# who wants to compare mondays?



## ET (21/10/13)

so far today, clearomizer caused dead short on my newly fixed evic, had to resolder the switch's one pin
2 atm's one after the other go offline as i try to use them
ballie swearing me for "smoking" inside checkers
checkers not selling their iceland battered onion rings anymore 
sigh, keep calm and vape in a dark corner untill monday leaves the room


----------



## Riaz (21/10/13)

i had to go to court this morning to sort out a warrant of arrest that i didnt even know about, which was since 2010.

they didnt want to allow me to renew my car license until this was sorted. 

so i went to parow court for the warrant, after paying, went next door to the traffic department to renew the disk the lady says sorry this warrant needs to be paid. i said i just paid it, she says sorry its not updated yet.

now bare in mind i have to renew this disk today as my 21day grace period expires today. so i ask her ok so now what, she says call this number. i call and the guy tells me i need to fax the proof of payment to them and the system will be updated in a few days. i said i dont have a few days, this must be done today. any whoo 

i then had to drive to greenpoint to have the admin mark removed so i can renew the disk. 

(just btw, they dont renew car license in greenpoint anymore)

then i had to go to the civic centre and finally walked out with a new car license disk

what a damn mission


----------



## ET (21/10/13)

holy crappy mondays batman, that sucks big time


----------



## Gizmo (21/10/13)

Riaz said:


> i had to go to court this morning to sort out a warrant of arrest that i didnt even know about, which was since 2010.
> 
> they didnt want to allow me to renew my car license until this was sorted.
> 
> ...



Wow that's quite intense day. I had quite a chilled day. The office is really quite at the moment. So nothing exciting


----------



## Stroodlepuff (21/10/13)

Yeap my monday was pretty good too  Had to go to my mom cause I left my little case with all my flavours and atomisers and charger etc there on Saturday so had to go fetch it and ended up spending the whole day there  Was lovely  Also it was raining and hailing too hard for me to drive (Im a scardy cat when it comes to driving in the rain) So ended up only getting home now to a nice cooked meal by my better half  All in all was a good monday


----------

→ **DATA PROVIDED**:

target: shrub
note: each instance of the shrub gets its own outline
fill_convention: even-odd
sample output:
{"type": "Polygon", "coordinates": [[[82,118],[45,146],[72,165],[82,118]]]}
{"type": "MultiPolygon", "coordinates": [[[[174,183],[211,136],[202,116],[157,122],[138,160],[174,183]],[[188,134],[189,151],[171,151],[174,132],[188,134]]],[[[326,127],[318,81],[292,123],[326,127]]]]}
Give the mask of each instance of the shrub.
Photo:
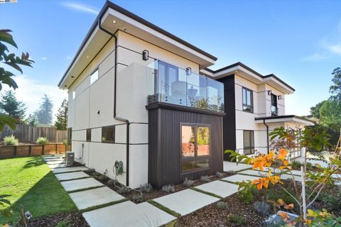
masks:
{"type": "Polygon", "coordinates": [[[183,184],[184,184],[185,187],[191,187],[193,184],[194,184],[194,180],[193,180],[193,179],[187,179],[187,177],[185,178],[185,181],[183,182],[183,184]]]}
{"type": "Polygon", "coordinates": [[[37,144],[46,144],[48,143],[48,138],[45,137],[38,137],[36,140],[36,143],[37,144]]]}
{"type": "Polygon", "coordinates": [[[245,220],[245,218],[238,215],[228,216],[227,221],[238,225],[245,225],[247,223],[247,220],[245,220]]]}
{"type": "Polygon", "coordinates": [[[201,176],[200,180],[204,182],[210,182],[211,181],[208,176],[201,176]]]}
{"type": "Polygon", "coordinates": [[[215,175],[216,175],[217,177],[218,177],[219,178],[222,178],[222,177],[224,177],[224,175],[223,175],[222,173],[221,173],[220,172],[217,172],[215,173],[215,175]]]}
{"type": "Polygon", "coordinates": [[[107,182],[107,184],[109,186],[115,186],[116,183],[117,183],[117,179],[110,179],[108,180],[108,182],[107,182]]]}
{"type": "Polygon", "coordinates": [[[140,191],[141,192],[149,193],[152,189],[153,187],[149,183],[140,185],[140,191]]]}
{"type": "Polygon", "coordinates": [[[19,140],[14,135],[6,136],[4,138],[4,145],[5,146],[16,146],[19,143],[19,140]]]}
{"type": "Polygon", "coordinates": [[[270,206],[265,201],[256,201],[254,204],[254,209],[259,214],[269,215],[270,206]]]}
{"type": "Polygon", "coordinates": [[[217,209],[226,209],[229,208],[229,204],[227,203],[225,203],[224,201],[220,201],[217,203],[217,209]]]}
{"type": "Polygon", "coordinates": [[[144,195],[141,193],[134,194],[131,196],[131,200],[134,201],[144,201],[144,195]]]}
{"type": "Polygon", "coordinates": [[[130,188],[129,187],[126,187],[125,185],[122,185],[121,187],[119,188],[117,190],[117,192],[120,194],[126,194],[130,192],[130,188]]]}
{"type": "Polygon", "coordinates": [[[167,193],[171,193],[175,192],[175,188],[173,185],[165,185],[162,187],[162,191],[166,192],[167,193]]]}

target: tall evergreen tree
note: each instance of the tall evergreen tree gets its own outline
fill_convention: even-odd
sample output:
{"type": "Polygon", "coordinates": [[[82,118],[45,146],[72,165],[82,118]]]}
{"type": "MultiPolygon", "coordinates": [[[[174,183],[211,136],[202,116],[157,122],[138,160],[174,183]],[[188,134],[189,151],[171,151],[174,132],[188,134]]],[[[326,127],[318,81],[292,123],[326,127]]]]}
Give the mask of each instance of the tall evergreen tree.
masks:
{"type": "Polygon", "coordinates": [[[57,121],[55,121],[55,126],[57,130],[66,130],[67,125],[67,101],[64,99],[62,105],[58,109],[58,112],[55,115],[57,121]]]}
{"type": "Polygon", "coordinates": [[[9,90],[1,95],[0,109],[3,114],[15,118],[16,123],[22,123],[27,107],[16,99],[14,92],[9,90]]]}
{"type": "Polygon", "coordinates": [[[46,94],[41,98],[43,101],[40,103],[39,109],[36,111],[38,122],[40,125],[50,125],[52,123],[52,112],[53,104],[51,99],[46,94]]]}

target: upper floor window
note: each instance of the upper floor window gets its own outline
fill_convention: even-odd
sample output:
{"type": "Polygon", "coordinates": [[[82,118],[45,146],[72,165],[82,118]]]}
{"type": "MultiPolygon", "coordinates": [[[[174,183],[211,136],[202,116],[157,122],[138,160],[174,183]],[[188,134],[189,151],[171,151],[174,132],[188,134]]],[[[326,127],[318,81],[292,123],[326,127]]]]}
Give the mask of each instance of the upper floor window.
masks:
{"type": "Polygon", "coordinates": [[[92,84],[96,80],[98,79],[98,69],[96,70],[90,75],[90,85],[92,84]]]}
{"type": "Polygon", "coordinates": [[[277,108],[277,96],[276,94],[271,94],[271,116],[277,116],[278,110],[277,108]]]}
{"type": "Polygon", "coordinates": [[[254,94],[252,90],[243,87],[243,111],[254,112],[254,94]]]}

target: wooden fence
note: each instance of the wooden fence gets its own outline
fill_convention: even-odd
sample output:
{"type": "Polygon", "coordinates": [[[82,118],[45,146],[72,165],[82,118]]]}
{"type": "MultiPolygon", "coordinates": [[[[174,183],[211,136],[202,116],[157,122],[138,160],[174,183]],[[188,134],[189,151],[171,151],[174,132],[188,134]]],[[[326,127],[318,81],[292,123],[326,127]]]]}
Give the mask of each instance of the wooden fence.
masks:
{"type": "Polygon", "coordinates": [[[2,131],[0,131],[0,140],[4,137],[14,135],[19,140],[19,143],[36,143],[37,138],[45,137],[50,143],[62,143],[66,140],[67,131],[57,130],[53,127],[34,127],[26,125],[16,125],[16,130],[11,130],[5,126],[2,131]]]}
{"type": "Polygon", "coordinates": [[[43,155],[65,154],[63,143],[29,144],[17,146],[0,146],[0,159],[43,155]]]}

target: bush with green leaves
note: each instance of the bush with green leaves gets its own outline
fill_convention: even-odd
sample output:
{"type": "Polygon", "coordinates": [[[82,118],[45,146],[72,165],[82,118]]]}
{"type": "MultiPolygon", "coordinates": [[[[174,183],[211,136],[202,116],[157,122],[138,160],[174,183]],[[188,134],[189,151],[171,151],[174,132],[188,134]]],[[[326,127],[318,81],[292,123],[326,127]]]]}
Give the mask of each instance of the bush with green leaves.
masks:
{"type": "Polygon", "coordinates": [[[185,178],[185,181],[183,182],[183,185],[187,187],[191,187],[194,184],[194,180],[188,179],[187,177],[185,178]]]}
{"type": "Polygon", "coordinates": [[[221,209],[227,209],[229,208],[229,204],[224,201],[220,201],[217,203],[217,208],[221,209]]]}
{"type": "Polygon", "coordinates": [[[19,140],[13,135],[11,136],[5,136],[3,142],[5,146],[16,146],[19,144],[19,140]]]}
{"type": "Polygon", "coordinates": [[[256,201],[254,203],[254,209],[259,214],[269,215],[270,205],[264,201],[256,201]]]}
{"type": "Polygon", "coordinates": [[[167,193],[172,193],[175,192],[175,188],[174,187],[174,185],[165,185],[162,187],[162,191],[167,193]]]}
{"type": "Polygon", "coordinates": [[[36,140],[36,143],[37,144],[46,144],[48,143],[48,140],[45,137],[38,137],[36,140]]]}

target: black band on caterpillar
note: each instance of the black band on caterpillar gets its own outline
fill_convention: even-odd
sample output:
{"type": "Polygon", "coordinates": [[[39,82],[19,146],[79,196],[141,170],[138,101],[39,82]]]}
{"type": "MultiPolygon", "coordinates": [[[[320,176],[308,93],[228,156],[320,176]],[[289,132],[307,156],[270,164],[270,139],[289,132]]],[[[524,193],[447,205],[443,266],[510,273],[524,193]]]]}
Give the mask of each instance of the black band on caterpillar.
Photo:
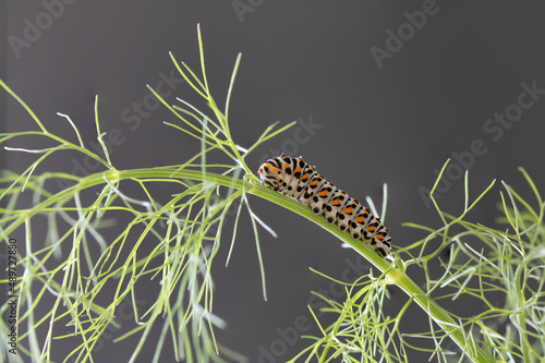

→ **TASK BRIEF**: In the Monday forum thread, where did Riaz finally walk out with a new car license disk? Use only the Monday forum thread to respond; the data doesn't matter here.

→ **OUTPUT OF THE TASK**: At the civic centre.